[Dataset rows start]

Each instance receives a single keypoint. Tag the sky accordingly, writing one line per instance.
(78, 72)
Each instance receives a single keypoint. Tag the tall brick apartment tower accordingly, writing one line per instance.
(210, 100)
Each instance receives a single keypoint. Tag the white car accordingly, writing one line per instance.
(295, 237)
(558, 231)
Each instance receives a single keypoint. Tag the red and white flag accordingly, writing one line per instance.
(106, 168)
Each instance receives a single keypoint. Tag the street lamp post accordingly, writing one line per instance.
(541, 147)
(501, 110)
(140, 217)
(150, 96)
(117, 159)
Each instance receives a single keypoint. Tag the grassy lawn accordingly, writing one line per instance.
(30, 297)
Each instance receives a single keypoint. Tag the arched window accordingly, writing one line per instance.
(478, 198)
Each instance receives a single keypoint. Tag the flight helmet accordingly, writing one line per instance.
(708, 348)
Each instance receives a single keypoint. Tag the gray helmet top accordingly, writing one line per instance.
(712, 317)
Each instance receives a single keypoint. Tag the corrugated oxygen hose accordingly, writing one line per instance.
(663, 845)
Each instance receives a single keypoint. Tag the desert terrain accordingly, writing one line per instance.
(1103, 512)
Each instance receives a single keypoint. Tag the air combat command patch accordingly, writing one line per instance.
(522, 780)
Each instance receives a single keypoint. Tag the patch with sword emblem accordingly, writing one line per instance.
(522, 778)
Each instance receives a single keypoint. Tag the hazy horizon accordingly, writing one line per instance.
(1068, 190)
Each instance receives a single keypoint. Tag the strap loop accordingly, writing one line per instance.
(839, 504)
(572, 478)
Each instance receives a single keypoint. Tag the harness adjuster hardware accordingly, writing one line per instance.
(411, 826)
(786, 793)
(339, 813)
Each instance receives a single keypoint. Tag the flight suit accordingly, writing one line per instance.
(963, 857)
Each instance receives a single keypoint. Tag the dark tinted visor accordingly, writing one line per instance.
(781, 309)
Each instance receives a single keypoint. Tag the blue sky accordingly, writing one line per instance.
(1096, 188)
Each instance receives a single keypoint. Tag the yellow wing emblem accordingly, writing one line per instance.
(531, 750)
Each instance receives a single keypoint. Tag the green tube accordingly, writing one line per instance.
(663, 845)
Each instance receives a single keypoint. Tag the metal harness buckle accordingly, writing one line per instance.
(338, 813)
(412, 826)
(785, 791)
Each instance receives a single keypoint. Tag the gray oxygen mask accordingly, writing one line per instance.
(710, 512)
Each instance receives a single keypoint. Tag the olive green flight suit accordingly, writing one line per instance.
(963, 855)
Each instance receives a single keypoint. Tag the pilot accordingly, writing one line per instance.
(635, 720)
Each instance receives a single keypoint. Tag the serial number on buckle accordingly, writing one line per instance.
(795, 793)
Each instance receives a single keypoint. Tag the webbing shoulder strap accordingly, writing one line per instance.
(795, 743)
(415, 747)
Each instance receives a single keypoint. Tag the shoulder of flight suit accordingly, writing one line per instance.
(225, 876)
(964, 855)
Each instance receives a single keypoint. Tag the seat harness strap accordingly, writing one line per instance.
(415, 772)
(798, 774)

[Dataset rows end]

Directive: What do the records say? Quote them all exactly.

Written answer:
Each instance receives a single keypoint. Tag the sky accordingly, writing one line per instance.
(78, 72)
Each instance receives a single keypoint. Tag the tall brick apartment tower accordingly, writing one line per instance.
(210, 100)
Each instance receives a single keypoint. Tag the white car accordingly, writing one line per instance.
(295, 237)
(558, 231)
Each instance receives a single keypoint. Tag the red and white flag accordingly, writing one line per instance.
(106, 168)
Each instance receives a single keypoint. Tag the street lamp post accordingly, writing one line per instance.
(541, 147)
(501, 110)
(140, 217)
(150, 96)
(117, 159)
Each instance receives a single keypoint. Tag the grassy lawn accordingly, writing one line per instance.
(30, 297)
Each instance receives a single keypoint. Tag the arched window accordingly, writing one line per instance.
(478, 198)
Each instance receives a single keypoint. Tag the flight helmet accordingly, writing one line per instance.
(708, 348)
Each instance receives a single keypoint. Tag the gray helmet top accordingly, writing one line per instance.
(712, 317)
Each instance receives a single keypoint. Tag the corrugated oxygen hose accordingly, writing one line per instance.
(663, 845)
Each instance receives a single keypoint. Tag the desert terrain accordingly, writing one line per instance.
(1103, 512)
Each instance receives a single keypoint. Tag the air combat command patch accordingly, writing one line per instance.
(522, 780)
Each instance receives a single keypoint. Tag the patch with sword emblem accordingly, writing one line per instance.
(522, 778)
Each instance receives a single keypoint. Tag the hazy horizon accordingly, writing one line per instance.
(1068, 190)
Each instance receives a single keypoint. Tag the strap loop accordingly, writing one line per instance.
(839, 504)
(572, 478)
Each instance receives a single keypoint. Tag the harness adjuster hardware accordingly, writing one line per instance.
(411, 826)
(786, 793)
(339, 813)
Each instance receives a single keypoint. Tag the flight suit accordingly, writing one line per instance.
(963, 857)
Each instance receives a single keypoint. Tag the dark tinted visor accordingly, writing one line per instance.
(781, 309)
Each instance receives a single keypoint. Tag the blue sky accordingly, writing one line per instance.
(1096, 188)
Each instance receives a single keypoint. Tag the yellow wing emblem accordingly, writing one line per instance.
(531, 750)
Each instance receives a single keypoint. Tag the green tube accordingly, writing one line per instance.
(663, 845)
Each instance receives a single keypoint. Tag the metal harness buckle accordingly, writing one line per instance.
(338, 813)
(412, 826)
(785, 791)
Each instance receives a single keypoint. Tag the gray oxygen mask accordingly, writing one line per instance.
(710, 512)
Each instance receives a single keypoint. Tag the olive green flight suit accordingly, writing one line per instance.
(963, 855)
Each instance receives a single keypoint. Tag the pilot accordingly, writing one line per instance.
(635, 720)
Each instance receives a single keypoint. Tag the serial number on buckle accordingly, writing one line per instance.
(795, 793)
Each instance receives a single keypoint. Tag the webbing shoulder strap accordingly, writing one line per instance.
(795, 743)
(415, 747)
Each instance receives a single keypoint. Tag the shoulder of flight suit accordingly, writing one line per instance.
(225, 876)
(964, 855)
Each instance receives a single keypoint. Tag the seat harness strap accordingly, writing one line per instance.
(415, 772)
(798, 774)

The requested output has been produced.